**Provided passage:**
Meteorites May Have Delivered Seeds of Life On Earth
esocid writes "At the national meeting of the American Chemical Society, scientists presented evidence today that desert heat, a little water, and meteorite impacts may have been enough to cook up one of the first prerequisites for life. The result of that brew could be the dominance of "left-handed" amino acids, the building blocks of life on this planet. Chains of amino acids make up the protein found in people, plants, and all other forms of life on Earth. There are two orientations of amino acids, left and right, which mirror each other in the same way your hands do. These amino acids "seeds" formed in interstellar space, possibly on asteroids as they careened through space. At the outset, they have equal amounts of left and right-handed amino acids. But as these rocks soar past neutron stars, their light rays trigger the selective destruction of one form of amino acid."
We discussed something similar to this here where they found organic molecules in a Canadian meteor.
My work here is dung.
I have a feeling a creation vs. evolution flamewar is about to start. Creationists will be creationists, but everyone else just think for a second:
If you were an average joe, not even a stupid joe but an average joe, which honestly sounds more convincing: 1) A supreme being did it, or 2) blah blah amino acids blah blah meteorites blah blah neutron star light rays blah blah?

**The data:**

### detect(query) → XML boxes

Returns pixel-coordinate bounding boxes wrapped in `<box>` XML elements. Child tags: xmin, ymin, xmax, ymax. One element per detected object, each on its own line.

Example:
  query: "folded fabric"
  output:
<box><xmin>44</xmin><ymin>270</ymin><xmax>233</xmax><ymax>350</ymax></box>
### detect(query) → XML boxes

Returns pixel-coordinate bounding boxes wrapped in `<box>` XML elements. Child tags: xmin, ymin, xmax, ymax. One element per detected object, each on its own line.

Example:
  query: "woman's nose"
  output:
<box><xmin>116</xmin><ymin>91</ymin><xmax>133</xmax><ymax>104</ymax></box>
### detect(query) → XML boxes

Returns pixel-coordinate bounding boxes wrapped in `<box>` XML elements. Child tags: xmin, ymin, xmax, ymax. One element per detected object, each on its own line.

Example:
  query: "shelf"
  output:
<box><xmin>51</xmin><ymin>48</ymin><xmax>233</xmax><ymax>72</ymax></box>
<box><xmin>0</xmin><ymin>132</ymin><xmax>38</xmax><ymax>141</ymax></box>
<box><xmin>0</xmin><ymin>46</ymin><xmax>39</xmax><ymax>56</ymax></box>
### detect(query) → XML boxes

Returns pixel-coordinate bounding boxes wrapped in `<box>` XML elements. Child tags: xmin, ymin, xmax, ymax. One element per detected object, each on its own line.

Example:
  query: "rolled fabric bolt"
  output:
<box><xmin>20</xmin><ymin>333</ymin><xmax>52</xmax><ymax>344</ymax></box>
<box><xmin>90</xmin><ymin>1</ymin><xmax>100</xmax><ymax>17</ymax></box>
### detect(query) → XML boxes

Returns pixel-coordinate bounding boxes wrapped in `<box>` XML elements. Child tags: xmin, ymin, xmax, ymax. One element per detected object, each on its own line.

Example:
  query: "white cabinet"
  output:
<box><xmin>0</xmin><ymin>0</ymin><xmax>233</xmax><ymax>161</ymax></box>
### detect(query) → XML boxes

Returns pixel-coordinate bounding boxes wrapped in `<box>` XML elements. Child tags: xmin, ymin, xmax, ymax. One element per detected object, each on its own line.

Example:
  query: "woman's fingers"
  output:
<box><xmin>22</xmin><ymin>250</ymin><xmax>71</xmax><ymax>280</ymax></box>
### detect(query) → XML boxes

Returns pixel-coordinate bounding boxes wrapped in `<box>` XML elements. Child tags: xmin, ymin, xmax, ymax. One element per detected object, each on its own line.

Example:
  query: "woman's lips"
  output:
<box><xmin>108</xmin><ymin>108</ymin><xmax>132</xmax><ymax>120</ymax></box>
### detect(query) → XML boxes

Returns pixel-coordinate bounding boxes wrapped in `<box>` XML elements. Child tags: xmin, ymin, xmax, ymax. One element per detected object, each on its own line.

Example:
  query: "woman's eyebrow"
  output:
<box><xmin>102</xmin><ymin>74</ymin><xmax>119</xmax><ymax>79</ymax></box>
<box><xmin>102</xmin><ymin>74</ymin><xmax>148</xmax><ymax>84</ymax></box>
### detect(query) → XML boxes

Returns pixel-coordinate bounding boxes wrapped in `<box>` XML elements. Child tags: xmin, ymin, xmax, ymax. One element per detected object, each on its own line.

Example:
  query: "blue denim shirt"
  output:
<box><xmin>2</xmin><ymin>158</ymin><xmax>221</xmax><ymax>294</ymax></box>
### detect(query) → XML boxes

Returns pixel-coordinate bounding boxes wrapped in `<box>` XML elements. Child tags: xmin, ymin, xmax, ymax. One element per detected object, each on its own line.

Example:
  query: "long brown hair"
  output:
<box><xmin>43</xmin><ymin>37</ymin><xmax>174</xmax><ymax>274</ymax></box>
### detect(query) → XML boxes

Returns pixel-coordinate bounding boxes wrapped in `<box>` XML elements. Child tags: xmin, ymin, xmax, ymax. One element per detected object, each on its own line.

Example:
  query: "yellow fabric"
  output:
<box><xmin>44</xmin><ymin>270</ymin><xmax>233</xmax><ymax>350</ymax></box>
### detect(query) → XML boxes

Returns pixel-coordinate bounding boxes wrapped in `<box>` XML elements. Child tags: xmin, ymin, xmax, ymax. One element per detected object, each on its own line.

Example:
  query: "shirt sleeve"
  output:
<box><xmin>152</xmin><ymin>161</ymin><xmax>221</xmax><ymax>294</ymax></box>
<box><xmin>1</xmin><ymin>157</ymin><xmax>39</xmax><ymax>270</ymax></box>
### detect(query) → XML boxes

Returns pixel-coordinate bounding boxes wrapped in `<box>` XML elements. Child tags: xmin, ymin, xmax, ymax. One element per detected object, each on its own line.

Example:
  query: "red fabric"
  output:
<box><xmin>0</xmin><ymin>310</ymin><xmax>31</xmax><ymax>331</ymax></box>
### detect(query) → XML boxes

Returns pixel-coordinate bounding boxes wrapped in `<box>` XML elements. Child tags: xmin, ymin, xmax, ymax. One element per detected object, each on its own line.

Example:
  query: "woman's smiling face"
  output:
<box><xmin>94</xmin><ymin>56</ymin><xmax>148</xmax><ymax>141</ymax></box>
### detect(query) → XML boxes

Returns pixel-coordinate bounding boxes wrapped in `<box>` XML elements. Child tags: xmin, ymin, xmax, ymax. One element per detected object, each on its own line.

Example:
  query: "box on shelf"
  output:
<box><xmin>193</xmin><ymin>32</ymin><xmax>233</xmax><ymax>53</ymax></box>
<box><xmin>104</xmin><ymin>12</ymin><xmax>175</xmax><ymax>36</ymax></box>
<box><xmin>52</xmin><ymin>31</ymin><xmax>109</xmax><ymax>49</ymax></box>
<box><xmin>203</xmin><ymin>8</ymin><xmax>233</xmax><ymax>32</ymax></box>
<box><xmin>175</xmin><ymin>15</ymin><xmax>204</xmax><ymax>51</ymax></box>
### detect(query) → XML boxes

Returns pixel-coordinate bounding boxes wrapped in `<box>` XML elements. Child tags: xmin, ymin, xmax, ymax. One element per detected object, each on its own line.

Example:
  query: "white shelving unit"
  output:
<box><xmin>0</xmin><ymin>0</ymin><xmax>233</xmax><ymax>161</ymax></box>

**Tasks:**
1 - Rewrite the meteorite post from "We discussed something" to "rays blah blah?", putting "debate" in place of "flamewar".
2 - In the meteorite post, what triggers the selective destruction of one form of amino acid?
Rely solely on the meteorite post for your answers.

**Exercise results:**
1 -
We discussed something similar to this here where they found organic molecules in a Canadian meteor.
My work here is dung.
I have a feeling a creation vs. evolution debate is about to start. Creationists will be creationists, but everyone else just think for a second:
If you were an average joe, not even a stupid joe but an average joe, which honestly sounds more convincing: 1) A supreme being did it, or 2) blah blah amino acids blah blah meteorites blah blah neutron star light rays blah blah?

2 - The light rays of neutron stars, as the rocks soar past them.